── Material for this exercise ──

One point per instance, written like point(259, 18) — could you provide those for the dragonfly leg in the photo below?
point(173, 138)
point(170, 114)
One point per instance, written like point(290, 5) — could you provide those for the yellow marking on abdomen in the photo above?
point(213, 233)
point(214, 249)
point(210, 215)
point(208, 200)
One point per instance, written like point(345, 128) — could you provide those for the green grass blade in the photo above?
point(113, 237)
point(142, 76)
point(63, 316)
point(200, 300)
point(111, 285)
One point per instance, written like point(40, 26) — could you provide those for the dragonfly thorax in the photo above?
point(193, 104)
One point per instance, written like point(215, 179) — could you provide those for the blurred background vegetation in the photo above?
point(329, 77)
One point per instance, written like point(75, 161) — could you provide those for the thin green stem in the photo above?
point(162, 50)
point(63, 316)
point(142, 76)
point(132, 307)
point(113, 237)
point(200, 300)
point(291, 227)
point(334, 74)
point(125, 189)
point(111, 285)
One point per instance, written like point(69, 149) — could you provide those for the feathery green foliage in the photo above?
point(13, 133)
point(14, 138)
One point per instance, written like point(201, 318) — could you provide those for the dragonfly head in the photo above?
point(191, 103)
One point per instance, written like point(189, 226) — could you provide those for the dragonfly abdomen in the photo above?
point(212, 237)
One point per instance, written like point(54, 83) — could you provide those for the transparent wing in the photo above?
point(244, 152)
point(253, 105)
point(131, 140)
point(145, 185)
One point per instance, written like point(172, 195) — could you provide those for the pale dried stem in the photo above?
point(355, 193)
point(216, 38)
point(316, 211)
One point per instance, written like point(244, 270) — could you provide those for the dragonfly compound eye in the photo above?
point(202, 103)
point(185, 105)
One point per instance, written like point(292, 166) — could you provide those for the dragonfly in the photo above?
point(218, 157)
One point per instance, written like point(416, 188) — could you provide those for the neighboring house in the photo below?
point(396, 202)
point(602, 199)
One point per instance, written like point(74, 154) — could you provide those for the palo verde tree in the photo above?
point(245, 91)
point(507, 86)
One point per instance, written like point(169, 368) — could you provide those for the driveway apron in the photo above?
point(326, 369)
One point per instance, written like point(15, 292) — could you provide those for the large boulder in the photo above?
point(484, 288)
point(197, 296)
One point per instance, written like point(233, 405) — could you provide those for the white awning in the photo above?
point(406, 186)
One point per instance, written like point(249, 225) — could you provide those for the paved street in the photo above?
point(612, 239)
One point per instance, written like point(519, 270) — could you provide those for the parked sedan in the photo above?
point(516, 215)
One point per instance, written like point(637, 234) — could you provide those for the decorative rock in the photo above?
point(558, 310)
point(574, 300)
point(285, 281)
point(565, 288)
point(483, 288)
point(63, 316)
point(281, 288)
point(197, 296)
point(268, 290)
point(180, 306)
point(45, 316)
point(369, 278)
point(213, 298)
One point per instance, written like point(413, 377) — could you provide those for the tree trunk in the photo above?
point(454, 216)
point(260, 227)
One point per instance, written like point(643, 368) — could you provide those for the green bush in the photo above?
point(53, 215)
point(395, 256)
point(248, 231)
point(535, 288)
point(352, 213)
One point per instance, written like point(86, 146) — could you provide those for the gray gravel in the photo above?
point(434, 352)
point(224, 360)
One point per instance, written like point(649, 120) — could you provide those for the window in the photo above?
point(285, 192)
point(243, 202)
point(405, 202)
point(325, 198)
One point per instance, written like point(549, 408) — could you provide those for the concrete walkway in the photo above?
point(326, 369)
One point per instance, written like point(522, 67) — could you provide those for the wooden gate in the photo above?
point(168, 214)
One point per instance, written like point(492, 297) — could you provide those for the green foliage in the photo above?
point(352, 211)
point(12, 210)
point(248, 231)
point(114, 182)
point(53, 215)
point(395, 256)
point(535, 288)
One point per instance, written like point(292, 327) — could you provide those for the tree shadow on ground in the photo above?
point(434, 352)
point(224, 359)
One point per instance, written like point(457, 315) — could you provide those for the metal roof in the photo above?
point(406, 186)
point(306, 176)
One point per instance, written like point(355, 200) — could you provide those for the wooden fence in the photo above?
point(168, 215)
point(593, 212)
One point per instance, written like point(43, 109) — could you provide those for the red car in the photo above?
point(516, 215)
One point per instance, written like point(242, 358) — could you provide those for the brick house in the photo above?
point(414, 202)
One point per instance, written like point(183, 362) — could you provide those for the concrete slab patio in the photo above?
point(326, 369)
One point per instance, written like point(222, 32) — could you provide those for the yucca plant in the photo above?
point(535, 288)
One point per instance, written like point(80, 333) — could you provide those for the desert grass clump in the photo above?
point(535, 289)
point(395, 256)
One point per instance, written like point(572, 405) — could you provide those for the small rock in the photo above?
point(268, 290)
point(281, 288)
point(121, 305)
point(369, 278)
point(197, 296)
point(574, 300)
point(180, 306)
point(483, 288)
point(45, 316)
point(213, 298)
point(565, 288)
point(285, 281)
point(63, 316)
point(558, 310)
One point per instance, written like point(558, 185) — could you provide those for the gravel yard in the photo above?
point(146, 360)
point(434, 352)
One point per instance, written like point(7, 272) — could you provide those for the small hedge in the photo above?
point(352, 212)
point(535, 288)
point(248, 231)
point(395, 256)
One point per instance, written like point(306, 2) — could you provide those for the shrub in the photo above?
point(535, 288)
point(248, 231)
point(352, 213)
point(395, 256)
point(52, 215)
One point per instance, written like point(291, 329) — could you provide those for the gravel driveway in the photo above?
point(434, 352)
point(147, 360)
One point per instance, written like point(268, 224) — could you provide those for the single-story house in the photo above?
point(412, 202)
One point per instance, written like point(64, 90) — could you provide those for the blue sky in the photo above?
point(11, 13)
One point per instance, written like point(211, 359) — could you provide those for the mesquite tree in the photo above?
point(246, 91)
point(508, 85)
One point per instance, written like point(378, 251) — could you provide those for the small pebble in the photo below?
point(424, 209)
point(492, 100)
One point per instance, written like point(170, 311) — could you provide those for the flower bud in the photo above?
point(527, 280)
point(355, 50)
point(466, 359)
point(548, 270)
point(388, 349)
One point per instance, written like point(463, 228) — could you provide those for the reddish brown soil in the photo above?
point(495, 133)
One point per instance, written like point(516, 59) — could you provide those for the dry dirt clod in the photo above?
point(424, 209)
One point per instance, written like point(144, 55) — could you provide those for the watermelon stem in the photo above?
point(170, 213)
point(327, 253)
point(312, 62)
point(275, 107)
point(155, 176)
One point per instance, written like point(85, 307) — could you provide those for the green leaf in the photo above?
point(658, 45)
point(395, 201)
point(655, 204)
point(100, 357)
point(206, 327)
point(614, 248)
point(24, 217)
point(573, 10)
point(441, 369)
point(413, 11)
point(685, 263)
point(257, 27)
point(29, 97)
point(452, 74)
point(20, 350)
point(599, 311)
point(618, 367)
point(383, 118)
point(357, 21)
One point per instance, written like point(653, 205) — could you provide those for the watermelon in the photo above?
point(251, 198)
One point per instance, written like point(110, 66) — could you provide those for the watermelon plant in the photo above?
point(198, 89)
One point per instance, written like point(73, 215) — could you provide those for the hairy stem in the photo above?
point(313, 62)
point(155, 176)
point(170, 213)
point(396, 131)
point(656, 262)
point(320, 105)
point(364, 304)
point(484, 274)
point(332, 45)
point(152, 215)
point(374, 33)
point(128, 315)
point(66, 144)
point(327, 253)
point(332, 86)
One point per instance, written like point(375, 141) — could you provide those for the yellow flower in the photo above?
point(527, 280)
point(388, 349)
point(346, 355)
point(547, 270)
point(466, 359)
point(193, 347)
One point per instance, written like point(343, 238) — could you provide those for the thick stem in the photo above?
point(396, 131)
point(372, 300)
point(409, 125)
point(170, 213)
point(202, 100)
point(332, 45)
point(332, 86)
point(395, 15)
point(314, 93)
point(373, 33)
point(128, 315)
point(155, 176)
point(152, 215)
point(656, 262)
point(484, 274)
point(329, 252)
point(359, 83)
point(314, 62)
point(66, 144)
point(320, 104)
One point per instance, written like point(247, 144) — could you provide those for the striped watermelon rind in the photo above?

───

Objective » Could you write out, word for word, the lines of the material above from the line with "One point per instance, written like point(463, 228)" to the line with "point(198, 89)", including both of those lines?

Answer for this exercise »
One point per instance, written like point(463, 228) — could you provide those for the reddish brown soil in the photo above?
point(495, 133)
One point per instance, written like point(516, 59) — could you provide those for the dry dirt clod in the photo above?
point(424, 209)
One point per instance, written like point(144, 55) — could you provide those for the watermelon stem in the photo above?
point(170, 213)
point(327, 253)
point(312, 62)
point(275, 107)
point(155, 176)
One point per instance, written like point(85, 307) — could you provide those for the green leaf in the photo above?
point(658, 45)
point(395, 201)
point(655, 204)
point(100, 357)
point(206, 327)
point(614, 248)
point(24, 217)
point(573, 10)
point(441, 369)
point(413, 11)
point(685, 263)
point(257, 27)
point(29, 97)
point(452, 74)
point(20, 350)
point(599, 311)
point(618, 367)
point(383, 118)
point(357, 21)
One point per instance, written like point(653, 205) — could you provide those for the watermelon in the photo above?
point(251, 198)
One point per instance, written like point(110, 66) — could you provide those for the watermelon plant in the photo above?
point(198, 89)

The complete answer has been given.